Write out the material below line for line, changing nothing.
● ● ●
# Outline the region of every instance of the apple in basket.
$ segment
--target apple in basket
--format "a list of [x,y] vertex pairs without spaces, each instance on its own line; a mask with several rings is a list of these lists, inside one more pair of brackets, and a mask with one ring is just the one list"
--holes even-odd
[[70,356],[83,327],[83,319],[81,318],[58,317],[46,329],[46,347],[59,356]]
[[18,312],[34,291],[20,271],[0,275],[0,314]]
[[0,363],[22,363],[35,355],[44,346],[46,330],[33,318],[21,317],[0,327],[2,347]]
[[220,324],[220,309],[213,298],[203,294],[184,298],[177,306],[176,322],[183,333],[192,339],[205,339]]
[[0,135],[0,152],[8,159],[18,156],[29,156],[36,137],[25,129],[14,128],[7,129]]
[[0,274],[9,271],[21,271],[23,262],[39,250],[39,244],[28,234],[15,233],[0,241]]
● ● ●
◆ **Completed task**:
# Outline the region of every instance of the apple in basket.
$ segment
--target apple in basket
--format "a list of [x,y] vertex pairs without spaces, each instance on its own line; a mask with several rings is a list of these lists, inside one more pair of brackets, and a mask with one ring is just the one list"
--holes even-odd
[[70,356],[83,327],[83,319],[81,318],[58,317],[46,329],[46,347],[59,356]]
[[18,312],[34,291],[20,271],[0,275],[0,314]]
[[0,363],[22,363],[35,355],[44,346],[46,330],[33,318],[21,317],[0,327],[2,347]]
[[220,324],[220,309],[213,298],[203,294],[184,298],[177,306],[176,322],[183,333],[192,339],[205,339]]
[[0,135],[0,152],[8,159],[18,156],[29,156],[36,137],[25,129],[14,128],[7,129]]
[[0,274],[9,271],[21,271],[23,262],[39,250],[39,244],[28,234],[15,233],[0,241]]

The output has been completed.